##### Listed entries

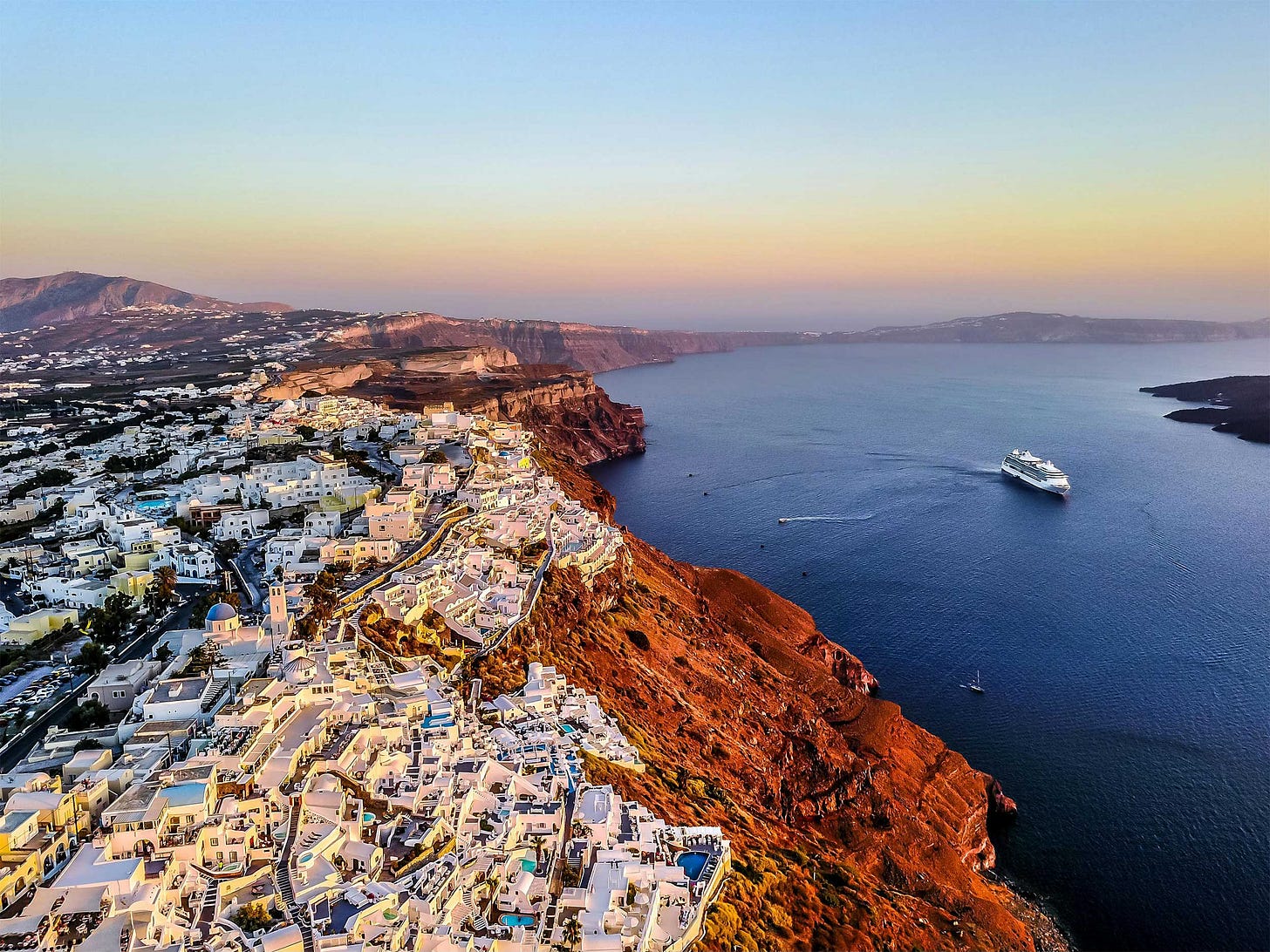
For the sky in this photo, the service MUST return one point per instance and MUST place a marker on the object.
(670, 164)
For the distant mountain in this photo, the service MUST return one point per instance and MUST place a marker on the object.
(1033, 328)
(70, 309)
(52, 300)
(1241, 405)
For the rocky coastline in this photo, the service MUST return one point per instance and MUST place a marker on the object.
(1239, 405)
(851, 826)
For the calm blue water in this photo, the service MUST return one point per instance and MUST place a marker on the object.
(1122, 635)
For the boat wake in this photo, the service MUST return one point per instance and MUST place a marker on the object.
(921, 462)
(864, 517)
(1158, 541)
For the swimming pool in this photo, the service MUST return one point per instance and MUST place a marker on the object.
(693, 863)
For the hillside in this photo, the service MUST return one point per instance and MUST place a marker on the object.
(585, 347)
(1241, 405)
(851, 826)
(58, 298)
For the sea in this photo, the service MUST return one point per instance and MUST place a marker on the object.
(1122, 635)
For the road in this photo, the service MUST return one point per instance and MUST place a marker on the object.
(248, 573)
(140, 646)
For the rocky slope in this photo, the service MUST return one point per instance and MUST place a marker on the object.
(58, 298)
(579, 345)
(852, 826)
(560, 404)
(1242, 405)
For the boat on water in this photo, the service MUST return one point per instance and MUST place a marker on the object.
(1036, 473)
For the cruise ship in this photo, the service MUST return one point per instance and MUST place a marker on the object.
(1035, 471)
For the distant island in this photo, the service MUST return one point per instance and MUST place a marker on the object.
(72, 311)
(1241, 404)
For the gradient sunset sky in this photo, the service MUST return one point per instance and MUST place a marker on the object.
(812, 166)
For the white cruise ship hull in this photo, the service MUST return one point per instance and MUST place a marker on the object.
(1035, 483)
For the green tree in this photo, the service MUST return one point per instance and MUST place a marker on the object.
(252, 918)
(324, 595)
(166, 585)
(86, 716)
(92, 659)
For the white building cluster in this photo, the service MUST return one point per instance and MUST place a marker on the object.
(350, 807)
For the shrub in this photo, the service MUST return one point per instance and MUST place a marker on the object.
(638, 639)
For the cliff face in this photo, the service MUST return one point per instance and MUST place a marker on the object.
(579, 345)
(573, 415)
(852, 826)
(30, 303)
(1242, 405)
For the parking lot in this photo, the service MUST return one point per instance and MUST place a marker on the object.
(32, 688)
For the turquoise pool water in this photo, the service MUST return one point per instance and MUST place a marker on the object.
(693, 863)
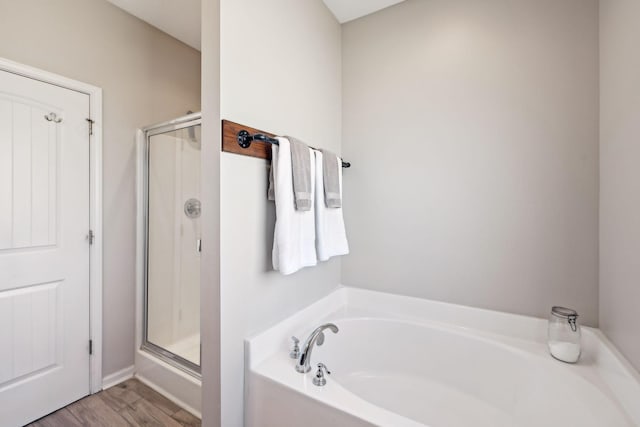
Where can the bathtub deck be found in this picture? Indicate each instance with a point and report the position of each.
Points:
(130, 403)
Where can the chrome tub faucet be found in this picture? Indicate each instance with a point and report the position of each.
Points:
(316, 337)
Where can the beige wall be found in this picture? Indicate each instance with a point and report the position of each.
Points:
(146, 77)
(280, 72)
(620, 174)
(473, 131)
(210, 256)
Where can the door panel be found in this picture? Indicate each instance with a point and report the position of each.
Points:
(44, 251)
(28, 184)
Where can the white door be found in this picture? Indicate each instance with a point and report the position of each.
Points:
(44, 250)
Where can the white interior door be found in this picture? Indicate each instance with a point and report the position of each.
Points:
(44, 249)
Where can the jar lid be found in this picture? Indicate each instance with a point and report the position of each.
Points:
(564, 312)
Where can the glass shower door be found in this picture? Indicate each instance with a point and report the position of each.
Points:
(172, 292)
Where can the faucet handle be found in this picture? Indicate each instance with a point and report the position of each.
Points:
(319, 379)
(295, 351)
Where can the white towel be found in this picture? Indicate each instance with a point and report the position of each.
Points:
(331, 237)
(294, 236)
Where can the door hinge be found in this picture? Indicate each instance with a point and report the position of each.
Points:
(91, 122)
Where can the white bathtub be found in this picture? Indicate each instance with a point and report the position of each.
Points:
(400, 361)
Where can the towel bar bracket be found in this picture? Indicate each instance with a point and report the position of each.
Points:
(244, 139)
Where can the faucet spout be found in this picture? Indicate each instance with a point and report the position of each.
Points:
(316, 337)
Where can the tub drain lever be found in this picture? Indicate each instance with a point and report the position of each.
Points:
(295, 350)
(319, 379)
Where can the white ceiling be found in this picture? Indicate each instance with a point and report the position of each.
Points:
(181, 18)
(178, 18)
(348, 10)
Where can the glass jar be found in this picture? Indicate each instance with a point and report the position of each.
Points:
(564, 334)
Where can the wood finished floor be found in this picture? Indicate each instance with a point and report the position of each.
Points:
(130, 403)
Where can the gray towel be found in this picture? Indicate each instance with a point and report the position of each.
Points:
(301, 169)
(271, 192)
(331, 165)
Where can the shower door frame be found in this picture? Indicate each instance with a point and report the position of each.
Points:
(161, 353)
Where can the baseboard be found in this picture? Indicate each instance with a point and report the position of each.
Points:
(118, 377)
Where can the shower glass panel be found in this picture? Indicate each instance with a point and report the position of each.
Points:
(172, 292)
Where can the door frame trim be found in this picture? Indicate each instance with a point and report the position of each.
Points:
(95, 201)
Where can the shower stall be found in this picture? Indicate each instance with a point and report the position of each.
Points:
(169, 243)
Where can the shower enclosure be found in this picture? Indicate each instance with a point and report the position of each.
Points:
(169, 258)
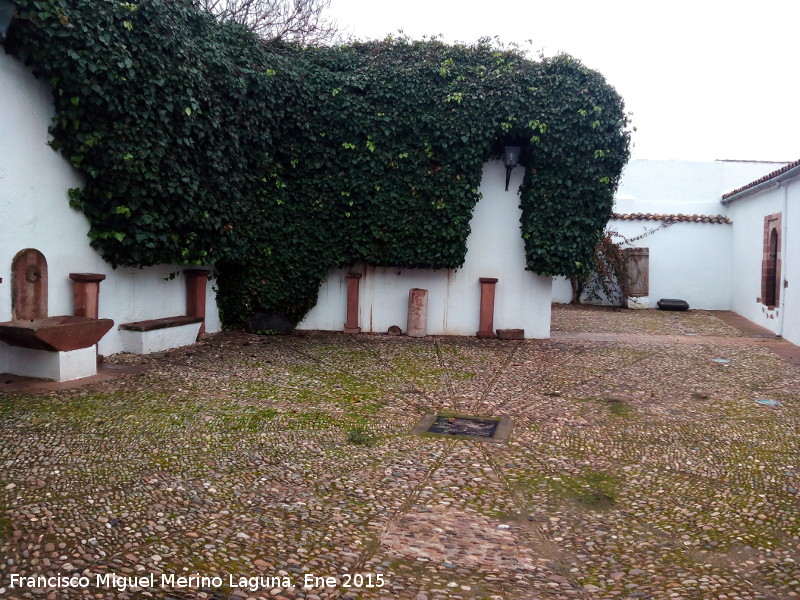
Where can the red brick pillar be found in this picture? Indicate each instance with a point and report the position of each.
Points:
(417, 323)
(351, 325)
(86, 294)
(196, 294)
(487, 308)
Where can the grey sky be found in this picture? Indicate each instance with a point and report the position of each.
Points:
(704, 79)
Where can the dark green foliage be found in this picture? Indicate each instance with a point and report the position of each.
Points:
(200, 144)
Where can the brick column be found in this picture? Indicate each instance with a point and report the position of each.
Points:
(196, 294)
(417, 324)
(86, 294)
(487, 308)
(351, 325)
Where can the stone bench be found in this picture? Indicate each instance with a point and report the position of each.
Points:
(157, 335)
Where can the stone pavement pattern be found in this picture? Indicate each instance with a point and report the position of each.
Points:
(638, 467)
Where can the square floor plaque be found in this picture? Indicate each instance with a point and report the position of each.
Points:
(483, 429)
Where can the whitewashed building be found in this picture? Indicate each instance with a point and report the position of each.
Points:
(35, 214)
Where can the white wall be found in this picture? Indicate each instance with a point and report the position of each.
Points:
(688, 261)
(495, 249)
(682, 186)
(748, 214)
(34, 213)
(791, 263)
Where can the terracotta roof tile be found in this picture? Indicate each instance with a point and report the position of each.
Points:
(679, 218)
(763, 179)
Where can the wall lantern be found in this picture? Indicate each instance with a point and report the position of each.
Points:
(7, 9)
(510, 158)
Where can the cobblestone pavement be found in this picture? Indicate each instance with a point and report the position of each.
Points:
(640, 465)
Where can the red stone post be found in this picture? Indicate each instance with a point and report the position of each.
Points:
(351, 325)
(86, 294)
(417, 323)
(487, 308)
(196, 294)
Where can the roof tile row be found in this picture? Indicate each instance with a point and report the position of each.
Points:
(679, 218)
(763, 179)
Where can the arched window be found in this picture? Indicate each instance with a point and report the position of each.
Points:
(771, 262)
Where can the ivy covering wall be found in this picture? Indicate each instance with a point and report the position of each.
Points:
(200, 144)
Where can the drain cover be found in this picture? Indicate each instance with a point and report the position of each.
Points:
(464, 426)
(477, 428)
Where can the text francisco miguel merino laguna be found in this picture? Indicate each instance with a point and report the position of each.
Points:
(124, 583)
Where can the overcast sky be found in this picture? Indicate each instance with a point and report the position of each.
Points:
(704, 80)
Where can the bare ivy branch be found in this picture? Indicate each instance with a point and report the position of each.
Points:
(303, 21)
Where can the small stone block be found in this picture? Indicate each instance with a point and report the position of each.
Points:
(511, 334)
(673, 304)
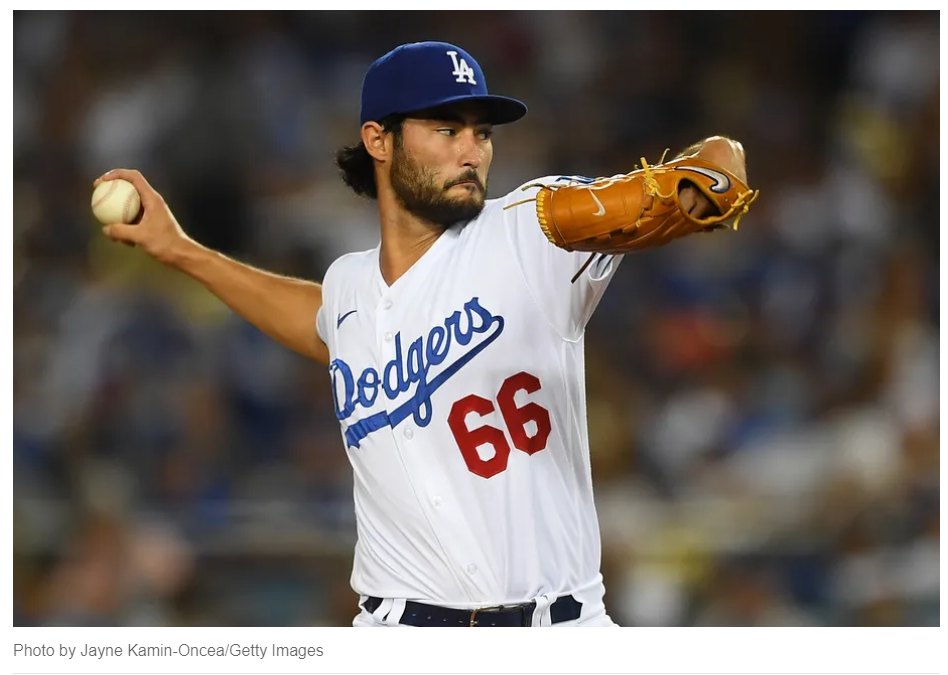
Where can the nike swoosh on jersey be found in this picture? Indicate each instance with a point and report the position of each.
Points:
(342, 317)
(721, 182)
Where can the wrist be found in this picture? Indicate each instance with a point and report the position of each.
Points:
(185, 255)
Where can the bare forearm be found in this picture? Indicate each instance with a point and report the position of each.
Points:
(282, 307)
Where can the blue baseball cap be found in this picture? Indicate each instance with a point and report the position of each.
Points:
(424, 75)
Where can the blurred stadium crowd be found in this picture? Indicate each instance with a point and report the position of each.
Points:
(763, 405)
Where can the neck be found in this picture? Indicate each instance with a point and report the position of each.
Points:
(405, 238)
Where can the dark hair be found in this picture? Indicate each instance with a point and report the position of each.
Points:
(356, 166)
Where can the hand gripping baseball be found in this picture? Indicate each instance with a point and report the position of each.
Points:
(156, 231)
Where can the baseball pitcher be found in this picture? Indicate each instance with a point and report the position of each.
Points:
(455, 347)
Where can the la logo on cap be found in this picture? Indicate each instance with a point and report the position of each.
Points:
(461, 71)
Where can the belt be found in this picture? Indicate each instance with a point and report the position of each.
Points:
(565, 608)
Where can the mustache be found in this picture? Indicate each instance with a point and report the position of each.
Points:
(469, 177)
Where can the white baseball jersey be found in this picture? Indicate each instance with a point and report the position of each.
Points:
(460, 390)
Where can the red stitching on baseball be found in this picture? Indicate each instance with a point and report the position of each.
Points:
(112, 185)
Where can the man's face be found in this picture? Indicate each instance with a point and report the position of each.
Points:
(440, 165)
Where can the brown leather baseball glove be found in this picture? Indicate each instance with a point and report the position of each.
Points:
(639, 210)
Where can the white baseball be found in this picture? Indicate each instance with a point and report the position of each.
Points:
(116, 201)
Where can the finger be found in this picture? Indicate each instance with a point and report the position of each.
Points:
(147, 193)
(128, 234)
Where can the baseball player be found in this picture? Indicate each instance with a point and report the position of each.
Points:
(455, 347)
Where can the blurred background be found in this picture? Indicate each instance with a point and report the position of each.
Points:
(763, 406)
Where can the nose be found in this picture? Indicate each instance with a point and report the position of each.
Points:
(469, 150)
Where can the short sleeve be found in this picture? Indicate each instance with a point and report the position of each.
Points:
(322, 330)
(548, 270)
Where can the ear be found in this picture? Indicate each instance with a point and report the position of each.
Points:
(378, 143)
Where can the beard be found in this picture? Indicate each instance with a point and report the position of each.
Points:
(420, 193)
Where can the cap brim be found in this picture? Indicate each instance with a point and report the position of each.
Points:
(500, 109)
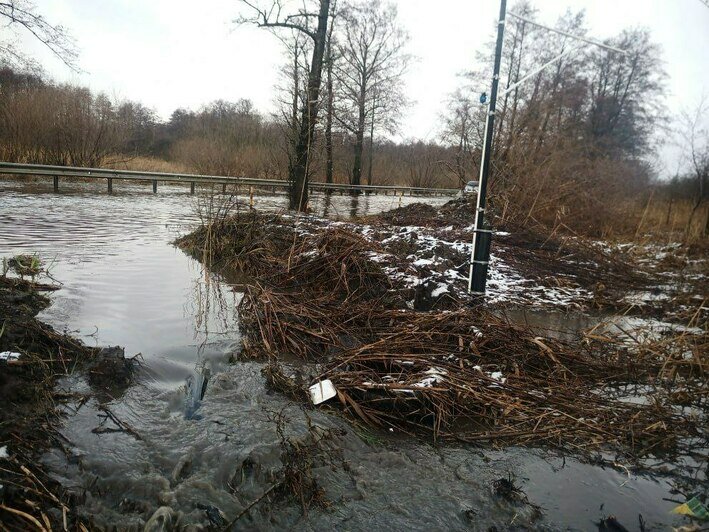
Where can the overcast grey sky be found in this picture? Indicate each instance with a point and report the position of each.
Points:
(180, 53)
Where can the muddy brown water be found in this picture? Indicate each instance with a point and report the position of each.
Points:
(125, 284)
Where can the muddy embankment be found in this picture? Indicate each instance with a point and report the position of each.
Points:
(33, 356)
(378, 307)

##########

- **Exercise details**
Wherever a line in the entries above holds "brick", copy that line.

- **Exercise solution**
Where can the red brick pillar be found in this picture? Indicate each instance with a point and report the position of each.
Where can the brick column be found in this picture? Indicate each instance with a point and report the position of each.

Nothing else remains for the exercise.